--- Goal of the exercise ---
Write out everything in the exploding bath salts thread from "I do not thnk" down to "acid & baking soda.", word for word.

--- Given text ---
════

# Exploding bath salts



## JMcSal

I've been making salts for Christmas presents for a number of years and until now, had never had a problem.  I had lost the recipe I'd previously been using, and got a simple one off the web in December - epsom salts, baking soda, essential oils, food colouring.  There had been no mention of any dangers attached to it. 

  Yesterday I got a phone call from a friend who told me that her bottle exploded.  At first I thought she was joking, but as she described her bedroom, I began to see that this was actually quite serious.  She described her bedroom as being covered in little shards of glass and dust from one end to the other.  She has vacuumed 3 times, changed the bedding, washed any clothes that were lying out, and is still finding more shards.  The bag the bottle had been in was ripped apart, and had been blown across the room, along with a bag of chips that had been sitting next to it.  She said there were over 65 pock marks in her wall from the glass.  

  The pictures she sent me were out of focus, but showed that they weren't pock marks in her wall, but tears and rips right through the paint and into the drywall itself.  The gift bag is missing one whole side, and the cardboard base was blown out.  I'm so very glad that my friend was not in the room when this happened as I think she would have been seriously hurt.

  I usually use lavendar as an essential oil, but there is a possibility that I used a citrus this year, which I've also only just learned may activate the baking soda.  I have also since found a recipe that doesn't use baking soda, and have decided that I will only use cork bottles in future rather than screw on caps.

  I've searched the web to see if others had come across the problem, but found very little.  I did find a mention on this forum, and so decided to post this story here.  I'm hoping to get some feedback on why my concoction exploded, why it took over 4 months to occur, hopefully get  some advice on how to avoid this potential danger in future, and perhaps help prevent this from happening to others.


----------



## Soapmaker Man

Tab, calling Tab!  She will confirm this is a true happening.  I'll let Tab explain!

Paul :wink:


----------



## Tabitha

I do not thnk I can be of much help.

I do know citric acid (or citrus EOs), baking soda and mositure cause a release of carbon dioxide which can build up preasure in a container. 

I have read several internet stories aboutexploding bath salts or even milk baths containing citric acid & baking soda.

A children's magazine published a recips for Mother's Day bath salts about 6-7 years ago & had to send out waning as well as a retraction when people's containers began exploding. It's not *so* bad if it's a bath salt tube, the top just pops off & sound like a gunshot  :shock: , but glass containers can be VERY dangerous.

Thanks for bringing this topic up. It's good information to share  .

════

--- Collected data ---
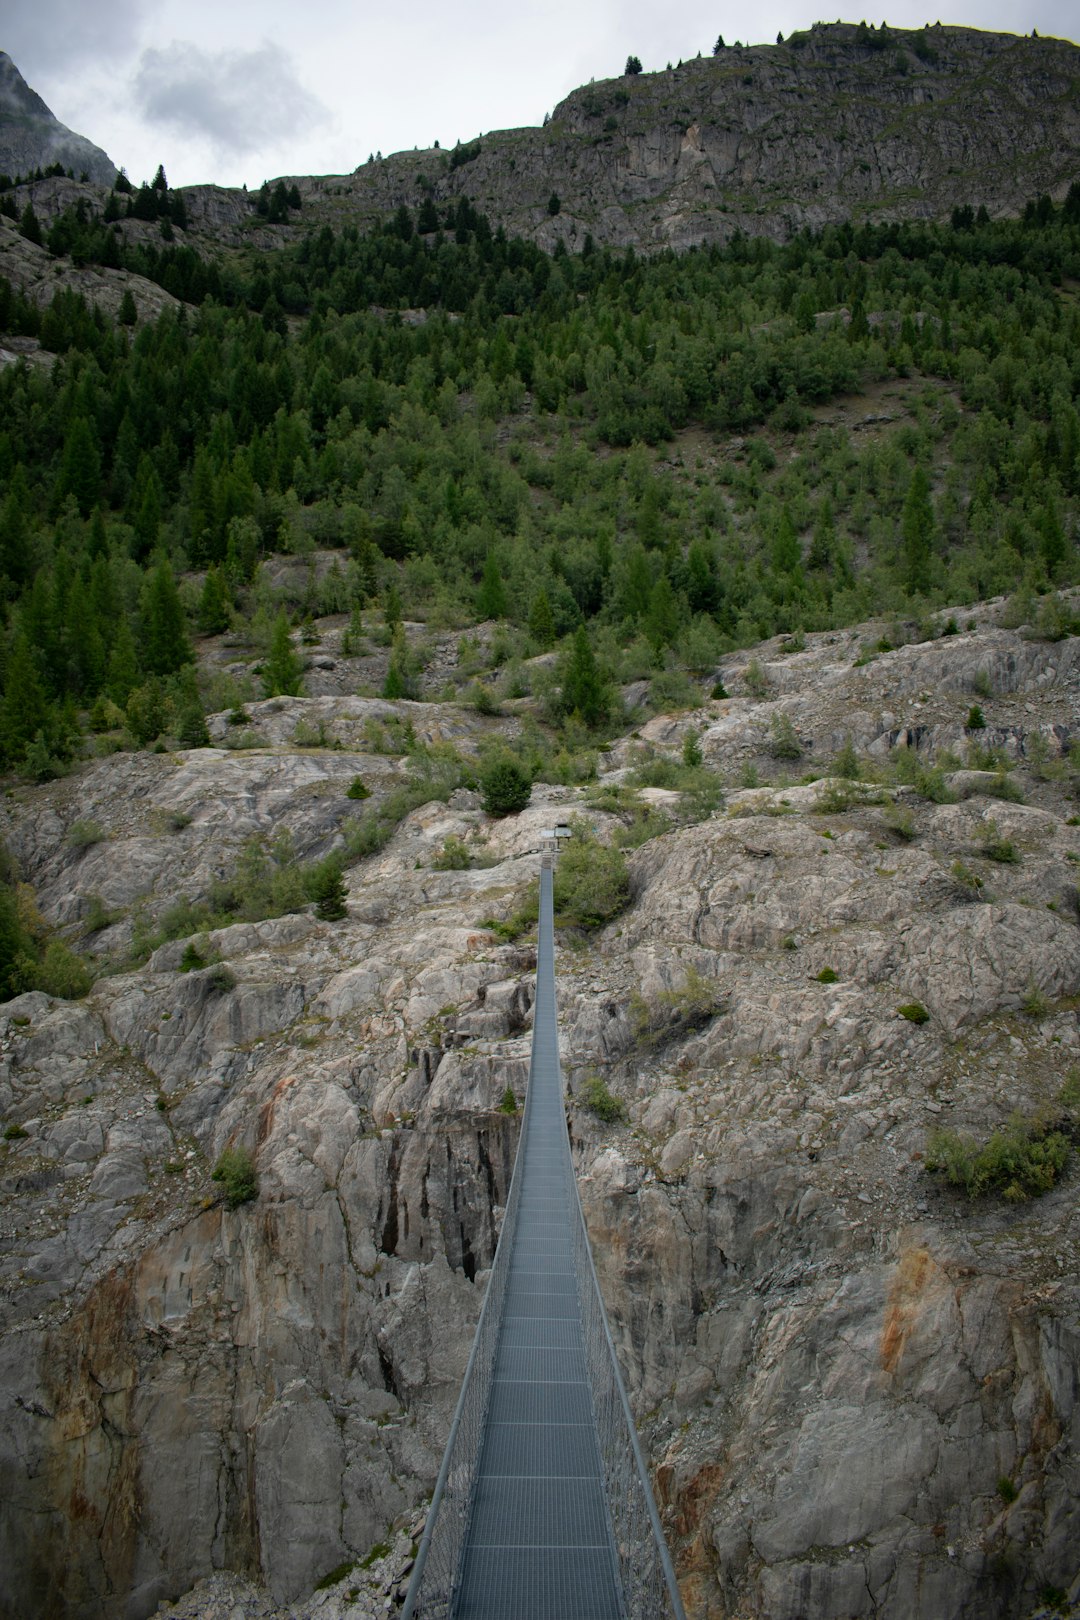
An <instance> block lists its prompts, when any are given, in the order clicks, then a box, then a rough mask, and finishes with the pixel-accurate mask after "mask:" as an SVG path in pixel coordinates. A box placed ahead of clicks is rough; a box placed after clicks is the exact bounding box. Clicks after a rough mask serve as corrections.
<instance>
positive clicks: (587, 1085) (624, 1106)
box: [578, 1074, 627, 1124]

════

--- Result below ---
I do not thnk I can be of much help.

I do know citric acid (or citrus EOs), baking soda and mositure cause a release of carbon dioxide which can build up preasure in a container. 

I have read several internet stories aboutexploding bath salts or even milk baths containing citric acid & baking soda.